WHAT IS BEING ASKED
Write out the items character for character, starting from the very first line and ending with the line that contains "[402,256,429,366]", both ends included.

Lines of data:

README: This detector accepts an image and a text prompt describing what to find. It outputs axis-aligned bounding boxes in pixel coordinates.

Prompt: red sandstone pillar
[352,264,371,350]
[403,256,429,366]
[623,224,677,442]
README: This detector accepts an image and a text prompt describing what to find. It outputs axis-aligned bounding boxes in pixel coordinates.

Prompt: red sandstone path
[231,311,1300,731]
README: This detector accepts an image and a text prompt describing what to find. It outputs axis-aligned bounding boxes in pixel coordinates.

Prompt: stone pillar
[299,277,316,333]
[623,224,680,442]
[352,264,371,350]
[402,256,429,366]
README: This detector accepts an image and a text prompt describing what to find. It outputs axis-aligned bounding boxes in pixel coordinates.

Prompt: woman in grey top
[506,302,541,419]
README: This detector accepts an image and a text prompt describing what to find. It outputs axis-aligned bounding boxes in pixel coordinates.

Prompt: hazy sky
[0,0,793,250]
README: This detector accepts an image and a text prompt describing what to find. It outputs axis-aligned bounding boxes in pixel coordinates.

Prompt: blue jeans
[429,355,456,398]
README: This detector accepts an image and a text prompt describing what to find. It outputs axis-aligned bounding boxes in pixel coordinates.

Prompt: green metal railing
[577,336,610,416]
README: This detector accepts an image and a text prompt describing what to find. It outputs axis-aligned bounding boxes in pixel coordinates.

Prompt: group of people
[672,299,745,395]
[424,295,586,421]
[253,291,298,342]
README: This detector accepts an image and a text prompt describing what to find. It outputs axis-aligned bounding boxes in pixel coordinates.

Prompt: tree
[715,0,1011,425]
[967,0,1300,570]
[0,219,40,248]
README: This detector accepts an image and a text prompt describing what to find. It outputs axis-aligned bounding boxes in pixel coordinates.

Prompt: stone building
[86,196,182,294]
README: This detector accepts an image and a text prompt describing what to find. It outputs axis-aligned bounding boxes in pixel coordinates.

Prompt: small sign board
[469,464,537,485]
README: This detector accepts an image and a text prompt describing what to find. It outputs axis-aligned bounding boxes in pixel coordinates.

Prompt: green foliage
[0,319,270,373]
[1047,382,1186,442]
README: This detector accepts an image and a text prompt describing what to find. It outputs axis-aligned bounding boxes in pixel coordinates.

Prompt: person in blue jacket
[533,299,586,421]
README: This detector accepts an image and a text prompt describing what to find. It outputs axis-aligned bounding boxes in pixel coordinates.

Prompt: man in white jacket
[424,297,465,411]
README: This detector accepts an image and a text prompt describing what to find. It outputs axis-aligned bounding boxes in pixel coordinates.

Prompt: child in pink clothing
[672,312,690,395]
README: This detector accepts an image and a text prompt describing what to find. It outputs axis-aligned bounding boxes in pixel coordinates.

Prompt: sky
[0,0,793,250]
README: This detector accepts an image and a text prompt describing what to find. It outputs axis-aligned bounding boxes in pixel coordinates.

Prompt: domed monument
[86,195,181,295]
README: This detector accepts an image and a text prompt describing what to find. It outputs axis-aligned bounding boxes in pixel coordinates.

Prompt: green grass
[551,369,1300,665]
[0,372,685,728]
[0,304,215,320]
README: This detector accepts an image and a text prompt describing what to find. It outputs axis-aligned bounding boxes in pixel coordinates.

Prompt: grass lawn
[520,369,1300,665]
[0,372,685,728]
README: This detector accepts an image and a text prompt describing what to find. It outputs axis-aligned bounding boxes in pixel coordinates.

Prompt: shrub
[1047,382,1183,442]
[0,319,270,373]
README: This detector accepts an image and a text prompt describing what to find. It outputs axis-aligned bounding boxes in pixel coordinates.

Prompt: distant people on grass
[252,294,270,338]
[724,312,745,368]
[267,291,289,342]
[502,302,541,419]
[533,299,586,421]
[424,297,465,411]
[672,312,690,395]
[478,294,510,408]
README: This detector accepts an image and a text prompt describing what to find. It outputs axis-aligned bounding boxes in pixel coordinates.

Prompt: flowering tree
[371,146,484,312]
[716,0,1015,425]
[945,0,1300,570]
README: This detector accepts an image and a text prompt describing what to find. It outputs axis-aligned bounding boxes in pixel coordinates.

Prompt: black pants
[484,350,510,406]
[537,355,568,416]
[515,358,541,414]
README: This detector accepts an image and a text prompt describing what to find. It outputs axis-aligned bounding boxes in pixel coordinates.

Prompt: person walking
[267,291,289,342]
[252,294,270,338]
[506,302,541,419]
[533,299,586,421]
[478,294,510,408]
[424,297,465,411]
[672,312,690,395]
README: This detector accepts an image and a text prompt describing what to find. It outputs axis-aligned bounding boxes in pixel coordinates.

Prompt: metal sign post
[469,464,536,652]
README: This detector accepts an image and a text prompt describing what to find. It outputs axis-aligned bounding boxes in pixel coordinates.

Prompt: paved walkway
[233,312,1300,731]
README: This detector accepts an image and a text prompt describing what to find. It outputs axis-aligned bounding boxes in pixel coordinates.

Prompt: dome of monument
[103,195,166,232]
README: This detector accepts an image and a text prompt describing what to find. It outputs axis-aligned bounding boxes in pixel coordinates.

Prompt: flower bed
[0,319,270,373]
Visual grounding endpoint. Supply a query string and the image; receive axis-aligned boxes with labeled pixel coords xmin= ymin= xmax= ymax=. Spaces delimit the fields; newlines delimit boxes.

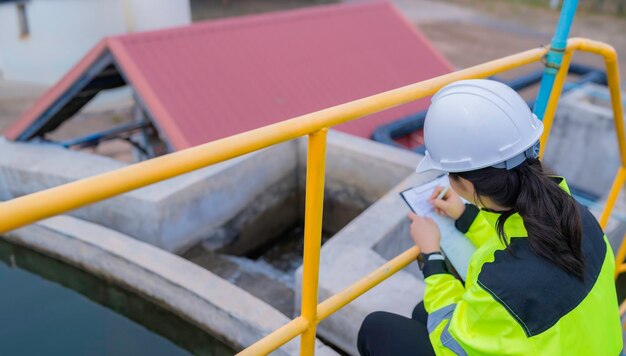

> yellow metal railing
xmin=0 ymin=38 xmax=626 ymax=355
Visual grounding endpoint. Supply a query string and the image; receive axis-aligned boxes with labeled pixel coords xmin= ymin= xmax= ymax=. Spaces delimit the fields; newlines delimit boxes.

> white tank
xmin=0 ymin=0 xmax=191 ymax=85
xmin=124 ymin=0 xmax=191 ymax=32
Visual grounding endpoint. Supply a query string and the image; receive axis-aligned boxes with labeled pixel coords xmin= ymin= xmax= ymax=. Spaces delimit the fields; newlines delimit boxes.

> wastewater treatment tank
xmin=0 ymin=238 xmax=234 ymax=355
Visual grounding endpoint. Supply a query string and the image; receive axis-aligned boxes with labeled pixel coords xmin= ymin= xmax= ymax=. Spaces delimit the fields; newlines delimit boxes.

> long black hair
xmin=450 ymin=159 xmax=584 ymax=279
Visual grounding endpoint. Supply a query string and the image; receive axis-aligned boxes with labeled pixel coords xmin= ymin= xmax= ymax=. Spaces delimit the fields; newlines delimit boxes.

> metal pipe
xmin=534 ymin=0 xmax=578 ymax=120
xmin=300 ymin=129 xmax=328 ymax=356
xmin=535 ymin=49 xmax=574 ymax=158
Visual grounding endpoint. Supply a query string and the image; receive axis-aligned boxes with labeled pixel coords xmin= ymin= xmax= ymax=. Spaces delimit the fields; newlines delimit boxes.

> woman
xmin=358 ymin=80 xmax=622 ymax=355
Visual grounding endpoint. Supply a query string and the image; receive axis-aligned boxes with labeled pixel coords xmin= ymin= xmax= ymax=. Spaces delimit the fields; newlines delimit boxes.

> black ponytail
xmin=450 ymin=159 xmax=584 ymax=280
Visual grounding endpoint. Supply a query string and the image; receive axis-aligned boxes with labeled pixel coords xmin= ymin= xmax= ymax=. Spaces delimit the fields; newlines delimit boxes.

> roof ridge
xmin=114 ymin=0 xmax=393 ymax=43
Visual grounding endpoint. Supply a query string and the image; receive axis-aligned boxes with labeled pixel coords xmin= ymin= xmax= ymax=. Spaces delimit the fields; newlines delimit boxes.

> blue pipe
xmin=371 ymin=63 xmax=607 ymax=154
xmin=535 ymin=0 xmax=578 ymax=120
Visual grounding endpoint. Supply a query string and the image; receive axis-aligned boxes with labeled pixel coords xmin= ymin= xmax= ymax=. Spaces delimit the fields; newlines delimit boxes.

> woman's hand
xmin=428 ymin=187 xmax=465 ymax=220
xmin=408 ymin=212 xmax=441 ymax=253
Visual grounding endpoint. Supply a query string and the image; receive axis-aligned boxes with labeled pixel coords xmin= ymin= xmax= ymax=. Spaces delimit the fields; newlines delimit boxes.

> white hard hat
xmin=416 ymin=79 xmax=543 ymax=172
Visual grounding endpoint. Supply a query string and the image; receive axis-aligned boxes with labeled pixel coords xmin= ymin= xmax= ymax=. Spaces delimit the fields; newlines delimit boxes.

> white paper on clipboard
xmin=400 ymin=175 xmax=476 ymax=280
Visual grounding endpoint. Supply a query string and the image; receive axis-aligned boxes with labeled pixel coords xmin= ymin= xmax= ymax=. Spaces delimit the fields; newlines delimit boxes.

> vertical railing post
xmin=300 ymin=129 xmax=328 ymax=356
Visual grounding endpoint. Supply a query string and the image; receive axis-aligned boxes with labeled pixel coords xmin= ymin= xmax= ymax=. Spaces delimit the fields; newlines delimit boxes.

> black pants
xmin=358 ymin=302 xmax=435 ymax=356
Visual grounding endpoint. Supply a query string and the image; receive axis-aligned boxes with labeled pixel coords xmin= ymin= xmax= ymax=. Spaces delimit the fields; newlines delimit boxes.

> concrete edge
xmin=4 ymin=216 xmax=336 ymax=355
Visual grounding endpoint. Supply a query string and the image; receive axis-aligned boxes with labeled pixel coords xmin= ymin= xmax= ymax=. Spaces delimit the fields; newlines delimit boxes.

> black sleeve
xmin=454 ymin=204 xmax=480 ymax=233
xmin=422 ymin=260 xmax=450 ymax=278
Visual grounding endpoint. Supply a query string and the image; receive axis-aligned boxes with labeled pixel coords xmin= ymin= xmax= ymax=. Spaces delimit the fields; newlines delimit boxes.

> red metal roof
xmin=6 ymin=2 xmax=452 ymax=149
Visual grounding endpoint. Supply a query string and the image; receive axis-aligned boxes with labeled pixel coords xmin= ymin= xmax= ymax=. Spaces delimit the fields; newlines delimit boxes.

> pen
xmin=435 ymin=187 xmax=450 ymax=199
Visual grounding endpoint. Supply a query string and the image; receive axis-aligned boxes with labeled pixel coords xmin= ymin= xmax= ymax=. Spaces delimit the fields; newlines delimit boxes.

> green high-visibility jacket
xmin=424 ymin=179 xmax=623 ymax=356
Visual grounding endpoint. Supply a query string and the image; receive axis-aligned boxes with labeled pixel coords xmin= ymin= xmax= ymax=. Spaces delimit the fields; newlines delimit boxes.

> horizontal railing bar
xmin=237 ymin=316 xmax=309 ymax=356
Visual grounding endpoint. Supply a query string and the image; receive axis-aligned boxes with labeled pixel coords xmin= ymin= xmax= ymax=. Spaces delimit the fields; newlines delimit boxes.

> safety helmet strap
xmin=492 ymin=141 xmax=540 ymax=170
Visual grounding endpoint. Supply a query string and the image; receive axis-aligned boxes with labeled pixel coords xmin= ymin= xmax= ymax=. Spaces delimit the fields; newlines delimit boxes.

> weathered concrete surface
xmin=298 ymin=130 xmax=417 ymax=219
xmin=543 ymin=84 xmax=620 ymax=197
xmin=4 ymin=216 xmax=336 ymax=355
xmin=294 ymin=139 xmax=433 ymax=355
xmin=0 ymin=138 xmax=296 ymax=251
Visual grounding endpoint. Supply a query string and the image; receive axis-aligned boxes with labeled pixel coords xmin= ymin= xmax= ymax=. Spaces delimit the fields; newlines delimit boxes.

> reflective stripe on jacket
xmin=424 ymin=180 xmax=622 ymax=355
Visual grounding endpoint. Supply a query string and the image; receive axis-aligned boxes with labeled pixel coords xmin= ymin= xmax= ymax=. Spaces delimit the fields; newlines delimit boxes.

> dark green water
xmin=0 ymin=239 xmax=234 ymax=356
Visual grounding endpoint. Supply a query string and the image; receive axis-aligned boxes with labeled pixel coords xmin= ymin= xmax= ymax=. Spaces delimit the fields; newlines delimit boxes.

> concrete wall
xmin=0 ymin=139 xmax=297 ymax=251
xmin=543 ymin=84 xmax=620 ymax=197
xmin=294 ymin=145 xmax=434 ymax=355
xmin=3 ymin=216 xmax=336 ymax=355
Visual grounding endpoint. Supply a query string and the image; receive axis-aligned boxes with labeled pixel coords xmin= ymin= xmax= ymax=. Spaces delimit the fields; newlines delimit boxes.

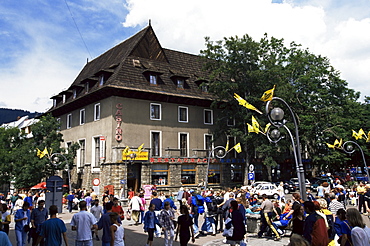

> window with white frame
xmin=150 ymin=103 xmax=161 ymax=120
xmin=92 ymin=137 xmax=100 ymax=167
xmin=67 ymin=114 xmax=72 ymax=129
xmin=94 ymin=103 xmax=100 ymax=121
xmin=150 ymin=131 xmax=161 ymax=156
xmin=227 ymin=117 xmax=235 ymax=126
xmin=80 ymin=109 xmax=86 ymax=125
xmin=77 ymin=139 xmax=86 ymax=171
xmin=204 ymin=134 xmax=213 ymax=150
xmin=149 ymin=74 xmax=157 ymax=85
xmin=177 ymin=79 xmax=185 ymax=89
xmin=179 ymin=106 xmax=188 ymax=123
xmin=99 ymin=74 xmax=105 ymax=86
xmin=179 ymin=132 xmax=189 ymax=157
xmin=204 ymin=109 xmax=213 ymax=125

RESULT OF THE EXERCISE
README: This detector accepts an image and a text prompt describing what to find. It outputs axis-aligned bounding boxes in pixel coordinates.

Prompt: red sandstone pillar
[352,264,371,350]
[403,256,429,366]
[623,224,677,442]
README: This detector accepts an image and a text prompt describing what to find. It outputs axis-aligned bounding boxes in pixel coordinates.

Prompt: red sandstone path
[231,311,1300,731]
README: This detector accepts an image and a text prompt describing what to find. It outputs axis-aligned bounding boxes in pixel coordinates.

Prompt: stone pillar
[299,277,316,333]
[623,224,680,442]
[352,264,371,350]
[402,256,429,366]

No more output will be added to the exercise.